* **Passage given**:
Your inner partner is invested with a certain schedule or pace, and a major part of your job is to discover this schedule through trial and error — and then to embrace it wholeheartedly.
Or at least that’s what I thought I was doing. But instead, my decades-long engagement with creativity in various contexts asserted the inherent validity of the classic creative process yet again, and after a few days of deliberately abandoning the essay, I found my mind turning spontaneously toward it once more, at which point I recognized, pretty much without effort, where my structural and tactical errors lay. I sorted through my thoughts, went back to work, and found that the whole thing came together quite nicely in a way that only a few of my fiction and nonfiction projects have managed to do, so that I saw the entire shape of the finished piece flowing out ahead of me like an unfurling carpet even when I was still thousands of words away from writing the final lines.

* **Stored data**:
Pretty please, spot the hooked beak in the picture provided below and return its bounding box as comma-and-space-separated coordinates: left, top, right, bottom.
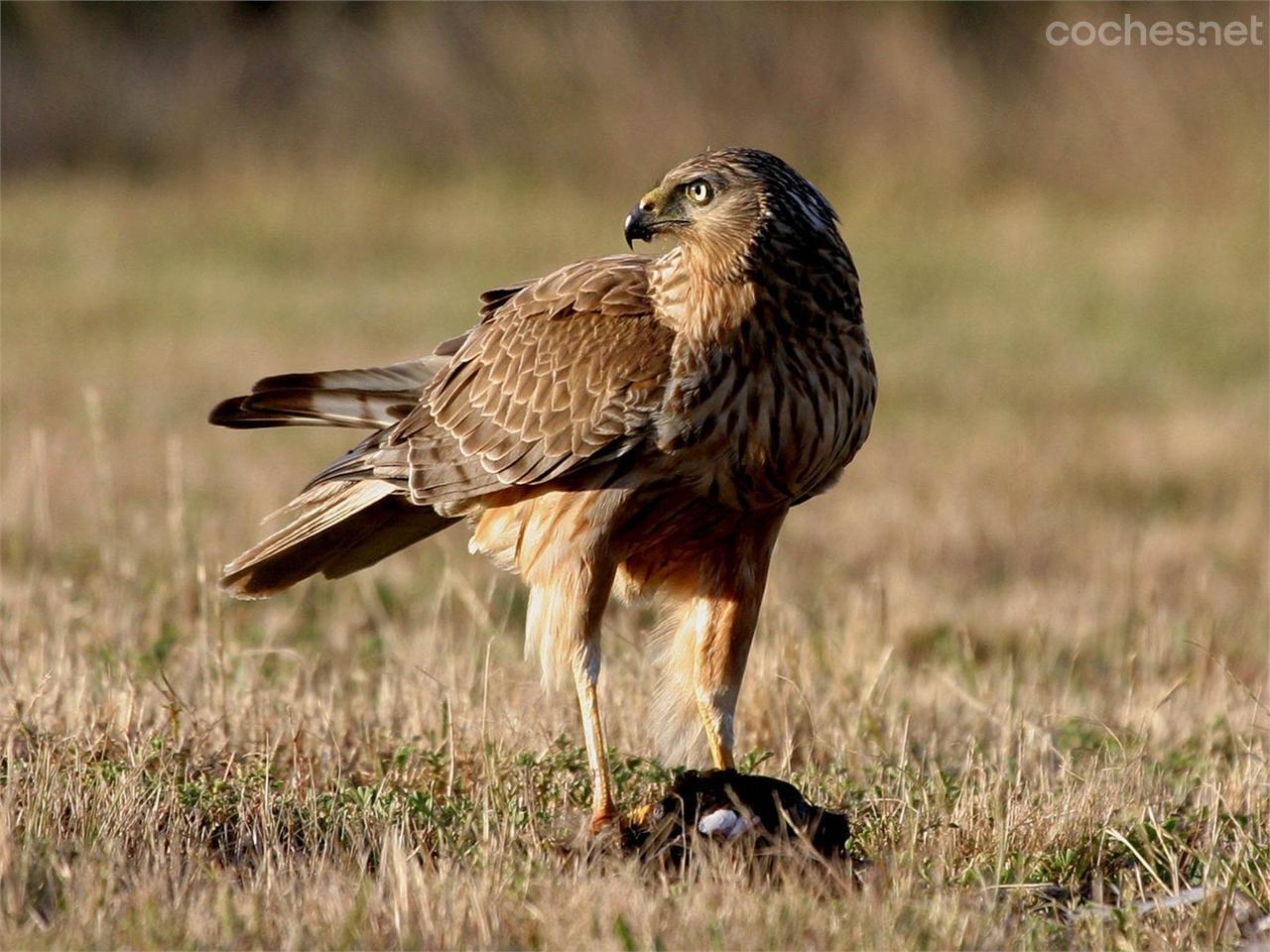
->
622, 203, 657, 249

* **What the task requires**:
Answer these about the passage on the creative process:
(a) How does the passage say you discover the schedule or pace of your inner partner?
(b) How long did the writer deliberately abandon the essay?
(c) What did the writer compare the shape of the finished piece to?

* **Exercise solution**:
(a) Through trial and error.
(b) A few days.
(c) An unfurling carpet.